▶ **STATED GOAL**: Print the entries in full, word for word, but not the pictures.

▶ **EXCERPTED RECORDS**:
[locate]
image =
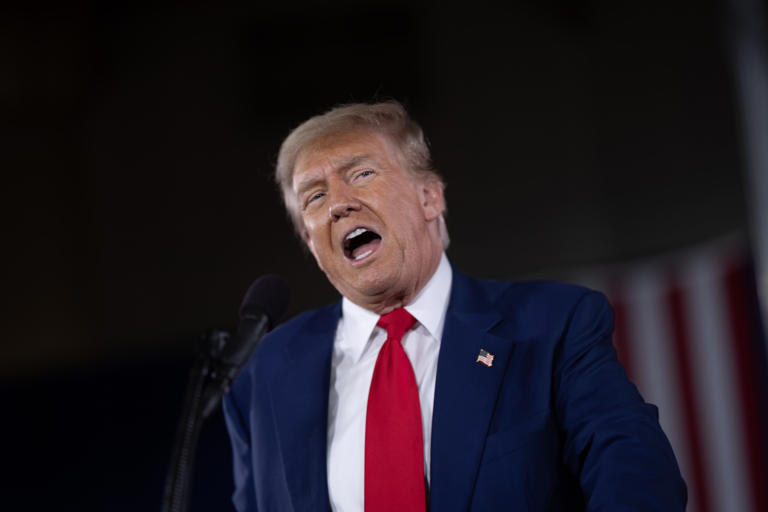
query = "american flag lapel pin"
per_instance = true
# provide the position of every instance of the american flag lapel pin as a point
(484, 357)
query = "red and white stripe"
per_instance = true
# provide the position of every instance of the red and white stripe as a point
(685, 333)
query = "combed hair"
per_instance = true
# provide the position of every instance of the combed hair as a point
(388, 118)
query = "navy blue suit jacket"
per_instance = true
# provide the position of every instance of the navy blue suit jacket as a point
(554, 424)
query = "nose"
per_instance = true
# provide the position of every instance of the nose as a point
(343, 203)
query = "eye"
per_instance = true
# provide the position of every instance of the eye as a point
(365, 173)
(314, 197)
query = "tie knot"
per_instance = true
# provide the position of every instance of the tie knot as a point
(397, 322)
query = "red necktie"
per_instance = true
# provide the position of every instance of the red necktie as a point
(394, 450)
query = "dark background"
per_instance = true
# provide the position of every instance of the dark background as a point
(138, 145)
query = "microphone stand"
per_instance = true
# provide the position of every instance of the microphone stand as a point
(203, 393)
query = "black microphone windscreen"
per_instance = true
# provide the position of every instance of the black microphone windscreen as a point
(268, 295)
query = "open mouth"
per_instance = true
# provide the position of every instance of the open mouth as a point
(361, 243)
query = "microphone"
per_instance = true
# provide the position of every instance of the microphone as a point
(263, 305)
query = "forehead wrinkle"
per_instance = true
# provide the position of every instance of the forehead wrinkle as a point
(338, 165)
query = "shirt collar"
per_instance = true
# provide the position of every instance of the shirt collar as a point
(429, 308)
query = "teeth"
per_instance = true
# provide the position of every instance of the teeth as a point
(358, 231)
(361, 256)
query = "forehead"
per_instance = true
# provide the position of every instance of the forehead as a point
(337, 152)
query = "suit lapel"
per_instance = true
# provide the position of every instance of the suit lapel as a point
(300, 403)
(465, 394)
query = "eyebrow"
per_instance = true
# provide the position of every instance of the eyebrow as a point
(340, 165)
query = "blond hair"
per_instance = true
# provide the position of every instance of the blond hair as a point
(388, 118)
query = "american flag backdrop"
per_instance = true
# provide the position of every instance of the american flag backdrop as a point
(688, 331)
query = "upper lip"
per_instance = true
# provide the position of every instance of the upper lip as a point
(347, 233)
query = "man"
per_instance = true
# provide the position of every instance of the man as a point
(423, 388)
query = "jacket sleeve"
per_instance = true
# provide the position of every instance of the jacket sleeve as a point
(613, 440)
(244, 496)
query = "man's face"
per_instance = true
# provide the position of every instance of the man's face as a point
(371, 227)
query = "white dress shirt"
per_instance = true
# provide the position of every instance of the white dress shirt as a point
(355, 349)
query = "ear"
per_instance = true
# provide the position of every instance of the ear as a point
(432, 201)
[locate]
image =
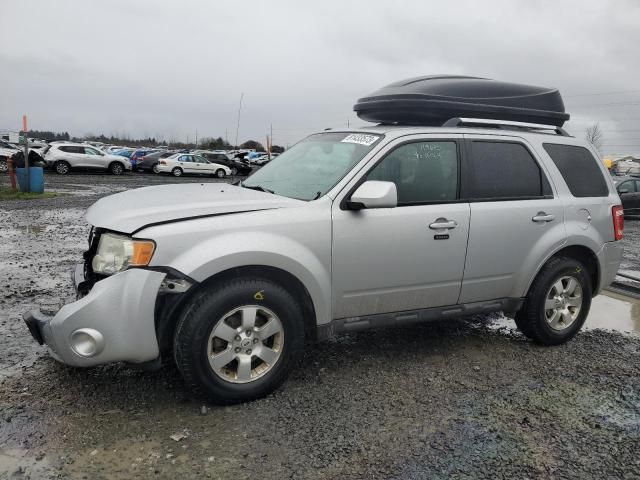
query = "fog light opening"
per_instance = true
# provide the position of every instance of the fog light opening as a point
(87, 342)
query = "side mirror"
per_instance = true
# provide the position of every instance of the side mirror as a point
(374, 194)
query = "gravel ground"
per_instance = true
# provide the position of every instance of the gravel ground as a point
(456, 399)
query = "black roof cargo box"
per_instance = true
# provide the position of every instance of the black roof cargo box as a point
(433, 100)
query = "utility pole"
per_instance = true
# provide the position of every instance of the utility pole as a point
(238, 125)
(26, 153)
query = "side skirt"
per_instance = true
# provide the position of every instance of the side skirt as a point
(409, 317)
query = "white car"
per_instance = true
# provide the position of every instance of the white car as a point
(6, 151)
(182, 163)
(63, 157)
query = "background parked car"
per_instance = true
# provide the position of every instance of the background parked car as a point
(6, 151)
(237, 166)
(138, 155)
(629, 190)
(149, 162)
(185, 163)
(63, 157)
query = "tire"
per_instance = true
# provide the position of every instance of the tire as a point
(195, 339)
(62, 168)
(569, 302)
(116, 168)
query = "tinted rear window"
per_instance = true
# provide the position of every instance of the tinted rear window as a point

▶ **EXERCISE RESPONSE**:
[locate]
image =
query = "american flag lapel pin"
per_instance = true
# provide the position of every instance of the american flag lapel pin as a point
(484, 357)
query = "red and white stripe"
per_instance = true
# provide the position of every instance of the red and white stripe as a point
(685, 333)
query = "combed hair"
per_instance = true
# provide the position of every instance of the combed hair as a point
(388, 118)
query = "navy blue suit jacket"
per_instance = true
# provide the position of every instance of the navy blue suit jacket as a point
(554, 424)
query = "nose"
per_instance = true
# provide the position of every instance of the nose as a point
(343, 203)
query = "eye"
per_instance = true
# provide the position of every instance of the eye as a point
(365, 173)
(314, 197)
query = "tie knot"
per_instance = true
# provide the position of every instance of the tie knot as a point
(397, 322)
query = "red necktie"
per_instance = true
# provide the position of every instance of the red necktie as a point
(394, 450)
query = "dark background"
per_instance = true
# provide the position of every instance of the dark background as a point
(138, 145)
query = "microphone stand"
per_instance = true
# provide the position of every instance of the microphone stand as a point
(203, 393)
query = "black microphone windscreen"
per_instance = true
# provide the position of every instance of the black microphone windscreen as a point
(268, 295)
query = "open mouth"
per_instance = true
# provide the position of every instance of the open mouth as a point
(361, 243)
query = "microphone"
per_instance = true
# provide the position of every instance of the microphone as a point
(263, 305)
query = "forehead wrinkle"
per_instance = true
# provide the position of every instance of the forehead wrinkle as a point
(338, 165)
query = "shirt collar"
per_instance = true
# provide the position of every instance of the shirt collar as a point
(429, 308)
query = "teeth"
per_instance = true
# provide the position of every instance of the teeth as a point
(358, 231)
(361, 256)
query = "forehead"
per_instance = true
# provide the position of every instance of the forehead as a point
(337, 152)
query = "suit lapel"
per_instance = true
# provide the position of every instance of the suit lapel as a point
(300, 403)
(465, 394)
query = "eyebrow"
per_instance = true
# provide the position of every instance of the eyebrow as a point
(340, 165)
query = "blond hair"
per_instance = true
# provide the position of every instance of the blond hair as a point
(388, 118)
query = "american flag backdrop"
per_instance = true
# provide the position of every instance of the american flag backdrop as a point
(688, 331)
query = "upper lip"
per_instance = true
# provide the position of every instance of the upper lip as a point
(347, 233)
query = "man"
per_instance = true
# provide the position of every instance of the man as a point
(423, 388)
query = "jacket sleeve"
per_instance = true
# provide the position of every instance of the jacket sleeve as a point
(613, 440)
(244, 496)
query = "man's face"
per_instance = true
# provide the position of every instance of the man's face as a point
(371, 227)
query = "white dress shirt"
per_instance = true
# provide the position of every instance of the white dress shirt as a point
(355, 349)
query = "ear"
per_instance = true
# provide the position of every instance of the ear as a point
(432, 201)
[locate]
image =
query = "fog light opening"
per_instance = true
# provide the position of every instance of the fog light opening as a point
(87, 342)
query = "side mirror"
per_instance = true
# provide the position of every instance of the side mirror as a point
(374, 194)
query = "gravel ground"
per_instance = true
# provide the position of every instance of the gravel ground as a point
(456, 399)
query = "black roof cargo box"
per_instance = true
# provide the position of every instance of the black roof cargo box as a point
(433, 100)
query = "utility pole"
per_instance = true
# provide the position of every instance of the utility pole as a point
(238, 125)
(26, 153)
query = "side skirt"
per_instance = true
# provide the position of every instance of the side skirt as a point
(409, 317)
query = "white car"
per_instance = true
# provide the position of every instance of the white car as a point
(6, 151)
(182, 163)
(63, 157)
query = "background parked car"
per_instance = true
# provide the position of every instance of the background parked car as a point
(6, 151)
(237, 166)
(138, 155)
(629, 190)
(149, 162)
(185, 163)
(63, 157)
query = "tire"
per_instance = true
# provide the position of every instance of the tire as a point
(195, 339)
(62, 168)
(569, 302)
(116, 168)
query = "tinted rear window"
per_instance = true
# provide the position of every instance of the tinted rear window as a point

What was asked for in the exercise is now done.